TASK BRIEF: Reproduce the lines below word for word, with no changes.

THE RECORDS:
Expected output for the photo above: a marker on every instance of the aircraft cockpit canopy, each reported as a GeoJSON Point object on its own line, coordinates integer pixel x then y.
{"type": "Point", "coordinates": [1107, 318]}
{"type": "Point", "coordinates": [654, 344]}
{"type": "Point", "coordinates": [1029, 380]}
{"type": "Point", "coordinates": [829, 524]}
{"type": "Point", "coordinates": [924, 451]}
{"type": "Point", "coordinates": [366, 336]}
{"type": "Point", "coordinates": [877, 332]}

REPLY TO THE TASK:
Expected output for the photo above: a marker on every instance of the aircraft cockpit canopy, each reported as a GeoJSON Point object on its own line, coordinates integer pixel x then y.
{"type": "Point", "coordinates": [1107, 318]}
{"type": "Point", "coordinates": [654, 344]}
{"type": "Point", "coordinates": [1029, 380]}
{"type": "Point", "coordinates": [829, 524]}
{"type": "Point", "coordinates": [924, 451]}
{"type": "Point", "coordinates": [366, 336]}
{"type": "Point", "coordinates": [877, 332]}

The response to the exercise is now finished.